(Beginning of Provided material)
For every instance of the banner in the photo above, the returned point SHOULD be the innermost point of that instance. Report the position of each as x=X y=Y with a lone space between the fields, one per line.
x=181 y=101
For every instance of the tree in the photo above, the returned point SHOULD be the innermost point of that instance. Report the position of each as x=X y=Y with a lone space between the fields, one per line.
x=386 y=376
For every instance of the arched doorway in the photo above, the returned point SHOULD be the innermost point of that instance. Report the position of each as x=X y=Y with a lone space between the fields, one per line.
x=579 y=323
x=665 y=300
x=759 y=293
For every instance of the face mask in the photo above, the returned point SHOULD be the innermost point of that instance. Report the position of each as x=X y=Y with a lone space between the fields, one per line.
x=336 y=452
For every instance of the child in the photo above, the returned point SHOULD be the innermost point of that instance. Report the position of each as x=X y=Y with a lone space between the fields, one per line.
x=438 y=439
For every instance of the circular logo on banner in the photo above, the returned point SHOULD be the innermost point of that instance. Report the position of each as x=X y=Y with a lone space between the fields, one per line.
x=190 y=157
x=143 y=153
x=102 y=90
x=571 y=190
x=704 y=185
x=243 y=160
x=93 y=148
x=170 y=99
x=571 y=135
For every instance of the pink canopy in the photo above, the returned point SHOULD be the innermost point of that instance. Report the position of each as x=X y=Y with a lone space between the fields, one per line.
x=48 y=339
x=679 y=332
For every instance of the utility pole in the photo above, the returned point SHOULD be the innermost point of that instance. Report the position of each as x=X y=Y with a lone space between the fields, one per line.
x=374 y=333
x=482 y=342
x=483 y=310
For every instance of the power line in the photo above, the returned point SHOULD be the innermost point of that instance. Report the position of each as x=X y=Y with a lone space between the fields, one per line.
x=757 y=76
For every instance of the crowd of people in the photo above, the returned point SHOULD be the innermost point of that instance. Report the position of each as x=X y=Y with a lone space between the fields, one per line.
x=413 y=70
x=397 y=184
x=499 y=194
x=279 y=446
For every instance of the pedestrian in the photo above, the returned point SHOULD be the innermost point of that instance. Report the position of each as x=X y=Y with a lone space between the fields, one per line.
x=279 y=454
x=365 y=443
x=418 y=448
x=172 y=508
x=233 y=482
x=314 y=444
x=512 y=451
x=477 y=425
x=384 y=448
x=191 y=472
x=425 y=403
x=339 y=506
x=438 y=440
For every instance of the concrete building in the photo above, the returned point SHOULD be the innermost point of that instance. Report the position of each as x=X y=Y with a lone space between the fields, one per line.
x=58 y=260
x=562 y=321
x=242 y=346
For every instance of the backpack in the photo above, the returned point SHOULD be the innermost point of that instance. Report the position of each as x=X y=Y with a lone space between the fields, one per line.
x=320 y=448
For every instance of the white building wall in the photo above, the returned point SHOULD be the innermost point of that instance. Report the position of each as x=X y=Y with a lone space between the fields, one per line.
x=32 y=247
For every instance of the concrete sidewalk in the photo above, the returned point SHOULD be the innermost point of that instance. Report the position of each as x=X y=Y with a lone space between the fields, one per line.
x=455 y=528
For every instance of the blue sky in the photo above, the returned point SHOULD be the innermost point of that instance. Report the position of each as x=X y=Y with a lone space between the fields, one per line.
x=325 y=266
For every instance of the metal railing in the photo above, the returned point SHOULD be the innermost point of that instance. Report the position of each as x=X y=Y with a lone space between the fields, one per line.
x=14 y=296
(End of Provided material)
Description of the task:
From the line that contains "For every instance of the white" down to the last line above, print each line exactly as it appears.

Result:
For every instance of the white building wall in the photo above, the returned point SHOULD be the innermost point of that instance. Report the position of each as x=X y=Y with a lone space between the fields, one per line.
x=32 y=247
For every instance of the concrete sidewalk in the photo above, the returned point SHOULD be the innermost point of that instance. Report the position of each as x=X y=Y with a lone space between the fields, one per line.
x=455 y=528
For every instance of the blue sky in the photo above, the returned point SHOULD be the innermost point of that instance. Report the position of each as x=X y=Y with a lone space between the fields, one per line.
x=325 y=266
For every instance of the metal railing in the photo above, the returned point SHOULD be the innermost point of that instance. Report the position of each as x=X y=Y with a lone space between the fields, one per line.
x=14 y=296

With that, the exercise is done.